By Zihan Kassam | AfricanColours.com
Thirty gigantic portions of canvas, viscous oil paints and a peculiar artist who very obviously operates at a different frequency. Those are the prerequisites in the composition of a transcendent new world.
Elungat's Exhbition Favorite, 'Sighs of Wonder'
Walking toward the old exhibition hall from the cool hallway at The Village Market last month, you could see gesturing effeminate forms, disproportional and vague. Behind glass doors, Elungat’s creations hung dormant. For some reason however, your feet kept moving you forward. There was a compulsion to stand amidst his work and as you entered the space, your eyes scanned the room over and over. Then, only so that you didn’t get lightheaded, you chose a starting point from where to take a closer look. That’s when it happened.
Staring at ‘Diary of the Untold’, you’re suddenly swallowed in to a new realm. The lady holding a journal, pensively reading a page, slowly pulls you in. As you step in to her presence, her facial expression becomes alive with emotion. The colours become deeper, her gesture more consequential, and the texture subterranean.
'Diary of the Untold' by Peter Elungat
Upon even closer inspection, there’s a sadness in her expression that comes from a sense of divine knowingness. There’s an eternal quality about her. She’s wise about the human condition, as if shouldering narratives she’s not permitted to share. Details of the enigmatic world she’s from are obviously chronicled in the dairy she’s reading but is the book hers or does it belong to someone she knows? Maybe it belongs to someone she loves, perhaps one of the other women in the room.
Stand close to a painting and a flash flood of questions will taunt each other in the back of your mind. They never dare appear in the forefront of your thoughts. Furtive in nature, these female figures, once elusively sleeping, awaken as you climb their doorstep. Staring in silence, onlookers stand in complete awe. Only a few interpretations whisper across the gallery. Potential influences are mentioned. Klimt, Leonardo, Rembrandt, Michelangelo, Caravaggio.
Onlookers admire works by Peter Elungat at The Village Market, Nairobi.
“It’s like the Renaissance all over again,” someone says, “You might think he was a European. Italian.” “I see Moroccan influence,” someone puts in. “Typical African iconography,” a professor rebukes.
It seems there’s a universal quality about Elungat’s work that resonates with people from across the globe. Though outlandish, his paintings have a strange familiarity to them. They tend to induce self-reflection. Huge compliments to his work, perhaps as other people see themselves in Elungat’s paintings, it may be that they mistake their identity with their nationality and very often, claim his flair as their own.
“This looks like the art from my country,” you might hear someone say. Elungat acknowledges this distorted mirror effect adding that, “I too am definitely in all of these paintings. Somehow, even though they are all women, they are all me.”
The Quest by Peter Elungat
Speaking with him about whether his work is premeditated or not, Elungat’s response is simply, “I just stretch canvas and paint. I never know what’s going to come out. I try to copy sketches that I’ve done sometimes, but that never works. Something else takes over.”
-*-*-
*Task brief*:
Pick up the piece on Peter Elungat's paintings right after its last sentence and keep writing it.

Excerpts from a detection dataset
-*-*-
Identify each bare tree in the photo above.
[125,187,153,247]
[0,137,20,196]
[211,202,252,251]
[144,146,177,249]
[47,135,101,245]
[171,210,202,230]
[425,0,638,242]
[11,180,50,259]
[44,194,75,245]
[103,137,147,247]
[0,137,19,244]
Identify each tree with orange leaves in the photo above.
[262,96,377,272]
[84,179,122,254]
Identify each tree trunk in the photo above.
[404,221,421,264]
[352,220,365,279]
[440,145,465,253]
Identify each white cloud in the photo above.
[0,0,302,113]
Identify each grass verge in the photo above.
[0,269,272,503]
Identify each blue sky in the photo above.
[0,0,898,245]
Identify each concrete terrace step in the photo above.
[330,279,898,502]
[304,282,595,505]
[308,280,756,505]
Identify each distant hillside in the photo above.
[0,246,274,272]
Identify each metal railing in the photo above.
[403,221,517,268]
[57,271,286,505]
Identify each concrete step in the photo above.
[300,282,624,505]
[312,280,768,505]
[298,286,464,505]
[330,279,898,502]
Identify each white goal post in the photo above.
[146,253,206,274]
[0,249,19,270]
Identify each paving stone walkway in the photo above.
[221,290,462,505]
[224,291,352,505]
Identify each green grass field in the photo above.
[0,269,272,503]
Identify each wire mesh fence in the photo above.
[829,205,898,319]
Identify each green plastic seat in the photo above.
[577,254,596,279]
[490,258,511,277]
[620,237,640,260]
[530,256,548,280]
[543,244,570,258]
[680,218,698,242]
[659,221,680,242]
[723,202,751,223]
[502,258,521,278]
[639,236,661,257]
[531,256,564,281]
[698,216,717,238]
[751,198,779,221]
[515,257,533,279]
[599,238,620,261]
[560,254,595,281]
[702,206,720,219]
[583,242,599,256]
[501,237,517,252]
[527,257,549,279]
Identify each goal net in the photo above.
-*-*-
*Response to the exercise*:
He continues by talking about the content of his work. “You see, my paintings are mostly women,” he explains again, adding that, “It’s really not about their sex in particular but I enjoy working with the female form because I find their posture more expressive. They communicate something greater.”
When questioned about where his concepts stem from, Elungat shares an experience he recurrently had at home. “I was walking down the street towards my studio in the complete silence of night and a feeling came over me like a breeze. It’s like a wave of heat. You see, painting these images has nothing to do with being clever. Instead, there’s a driving force behind them. I don’t know what I’m going to paint. I just know that I am going to pick up the brush.”
He pauses to look at the colossal wonder behind him. “These images are from the spirit and I sometimes feel as if I’m picking them off a shelf, one by one.” Once complete, it’s as if these paintings were fashioned by someone else, as if they were made for Elungat and all of us to interact with.
Explaining how his completed works continuously amuse him, Elungat walks towards a painting in the right hand corner of the room. “So many famous artists have attempted painting St. Sebastian,” he explains, “and this is my version of him.”
Elungat's version of St Sebastian
He points at the left hand of his Catholic saint. The fingers meet each other as if in meditation. “He’s showing us that death is of little significance. It’s tiny,” he says, “and this other hand that’s held open as if to receive something. It indicates that he’s bold enough to face it, to accept his fate.”
On the top right corner of the painting he marks out large bits of texture that protrude from the work. “This is his physical pain.” He finally points to the slight smile on St. Sebastian’s face and sheds light on the marvel of his expression, “He’s not afraid to die.”
The subject of how artists entitle their work comes up regularly in the art world. Some artists believe that a name takes away from the significance of their work. Some use a title to compensate for a piece that perhaps didn’t manage to relay the message intended. Others name their work for organizational and categorical purposes. There are many reasons why an artist may or may not name their art.
In Elungat’s case, the ethereal names he conceives work to complement his paintings. Just when you think you can’t delve any deeper in to the chasm of the sub-conscience, his poignant labels propel your mind to wonder further in to the images. Emotive in nature, ‘Resting in the Sky,’ describes a figure lying back in to the black abyss, ‘Roses on my Shoulder,’ for a lady with a sombre yet peaceful expression and ‘Maybe I Should Let Go,' for a woman whose air is strained and discerning.
Roses on my Shoulder by Peter Elungat
It all makes sense you see. Peter Elungat not only has a love for painting eccentrically, straight out of a tube they say, but for whimsical words and phrases as well. Relishing literature that’s strange yet sensible, he especially enjoys the poetry of the famous Khalil Gibran.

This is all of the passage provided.